◆ **EXTRACTED INFORMATION**
┌──

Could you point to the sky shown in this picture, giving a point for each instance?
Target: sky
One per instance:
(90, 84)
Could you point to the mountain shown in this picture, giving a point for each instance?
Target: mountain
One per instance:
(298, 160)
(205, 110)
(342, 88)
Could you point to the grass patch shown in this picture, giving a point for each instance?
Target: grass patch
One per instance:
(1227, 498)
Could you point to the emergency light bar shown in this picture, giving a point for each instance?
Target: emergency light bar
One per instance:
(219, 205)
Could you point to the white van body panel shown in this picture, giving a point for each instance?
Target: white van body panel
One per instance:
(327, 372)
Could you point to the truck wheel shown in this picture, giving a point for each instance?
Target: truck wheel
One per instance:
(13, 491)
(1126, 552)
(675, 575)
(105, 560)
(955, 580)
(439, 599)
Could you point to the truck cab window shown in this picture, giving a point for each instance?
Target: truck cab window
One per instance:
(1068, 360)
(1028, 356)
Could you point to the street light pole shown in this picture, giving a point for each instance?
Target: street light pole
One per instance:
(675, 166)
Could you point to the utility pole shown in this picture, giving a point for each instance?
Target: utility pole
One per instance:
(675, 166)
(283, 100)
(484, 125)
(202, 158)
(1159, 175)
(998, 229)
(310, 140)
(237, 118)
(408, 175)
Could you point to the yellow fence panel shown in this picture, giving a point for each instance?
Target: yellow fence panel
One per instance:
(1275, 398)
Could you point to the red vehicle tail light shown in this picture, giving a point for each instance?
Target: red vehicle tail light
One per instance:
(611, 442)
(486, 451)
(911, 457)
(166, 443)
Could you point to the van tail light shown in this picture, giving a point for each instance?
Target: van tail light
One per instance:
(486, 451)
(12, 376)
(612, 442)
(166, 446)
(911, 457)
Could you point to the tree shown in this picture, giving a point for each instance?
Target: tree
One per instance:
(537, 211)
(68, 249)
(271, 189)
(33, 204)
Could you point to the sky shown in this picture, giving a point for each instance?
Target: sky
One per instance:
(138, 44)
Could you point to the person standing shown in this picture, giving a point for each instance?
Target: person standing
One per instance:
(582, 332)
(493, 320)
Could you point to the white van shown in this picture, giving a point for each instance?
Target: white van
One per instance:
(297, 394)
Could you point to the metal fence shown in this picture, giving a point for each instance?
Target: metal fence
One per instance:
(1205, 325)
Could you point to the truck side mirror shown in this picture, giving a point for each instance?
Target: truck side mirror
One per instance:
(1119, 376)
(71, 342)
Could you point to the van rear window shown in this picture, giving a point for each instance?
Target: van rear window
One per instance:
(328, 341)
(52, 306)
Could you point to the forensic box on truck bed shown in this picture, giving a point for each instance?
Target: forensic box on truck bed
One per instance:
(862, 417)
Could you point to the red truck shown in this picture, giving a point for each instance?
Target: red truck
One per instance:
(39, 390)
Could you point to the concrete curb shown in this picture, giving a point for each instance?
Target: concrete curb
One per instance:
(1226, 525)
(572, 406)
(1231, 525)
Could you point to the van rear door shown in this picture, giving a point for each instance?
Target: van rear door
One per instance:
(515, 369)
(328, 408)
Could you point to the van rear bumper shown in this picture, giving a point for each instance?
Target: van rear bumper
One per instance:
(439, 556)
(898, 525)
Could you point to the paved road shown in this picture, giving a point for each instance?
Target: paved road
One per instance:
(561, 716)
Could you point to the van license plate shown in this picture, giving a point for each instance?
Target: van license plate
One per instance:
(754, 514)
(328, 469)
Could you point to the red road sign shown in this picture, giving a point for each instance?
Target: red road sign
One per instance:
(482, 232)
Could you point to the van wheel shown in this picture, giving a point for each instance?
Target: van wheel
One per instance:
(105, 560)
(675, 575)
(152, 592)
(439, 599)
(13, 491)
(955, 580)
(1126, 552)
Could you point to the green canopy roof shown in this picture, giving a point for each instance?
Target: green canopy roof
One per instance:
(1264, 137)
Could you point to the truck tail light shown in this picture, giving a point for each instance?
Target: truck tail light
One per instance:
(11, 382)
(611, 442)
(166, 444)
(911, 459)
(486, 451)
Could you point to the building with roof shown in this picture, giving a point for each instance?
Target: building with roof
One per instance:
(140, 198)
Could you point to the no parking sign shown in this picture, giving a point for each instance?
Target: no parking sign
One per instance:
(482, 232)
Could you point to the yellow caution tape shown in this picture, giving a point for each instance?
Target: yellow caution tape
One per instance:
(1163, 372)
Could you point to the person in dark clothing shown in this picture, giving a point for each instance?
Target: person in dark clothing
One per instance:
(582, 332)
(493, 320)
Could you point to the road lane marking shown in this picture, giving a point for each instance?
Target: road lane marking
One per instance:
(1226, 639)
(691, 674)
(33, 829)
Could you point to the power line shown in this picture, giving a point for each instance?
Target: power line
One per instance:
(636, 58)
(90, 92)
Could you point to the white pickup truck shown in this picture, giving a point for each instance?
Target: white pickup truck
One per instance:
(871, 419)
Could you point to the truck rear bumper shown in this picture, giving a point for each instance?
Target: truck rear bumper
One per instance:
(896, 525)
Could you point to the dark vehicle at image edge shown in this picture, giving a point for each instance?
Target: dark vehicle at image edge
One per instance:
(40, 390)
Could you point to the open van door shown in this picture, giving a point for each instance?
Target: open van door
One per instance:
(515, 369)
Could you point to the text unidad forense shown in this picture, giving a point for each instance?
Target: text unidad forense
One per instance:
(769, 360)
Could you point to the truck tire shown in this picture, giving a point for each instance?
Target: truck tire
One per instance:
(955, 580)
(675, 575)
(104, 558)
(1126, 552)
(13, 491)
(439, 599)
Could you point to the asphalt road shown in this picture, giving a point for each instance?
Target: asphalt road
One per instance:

└──

◆ **WORK TO COMPLETE**
The word to look for is "paved"; copy out every line of the entries that holds it.

◆ **EXPECTED ANSWER**
Could you point to the paved road shown in this picture, giving a point for each instance?
Target: paved road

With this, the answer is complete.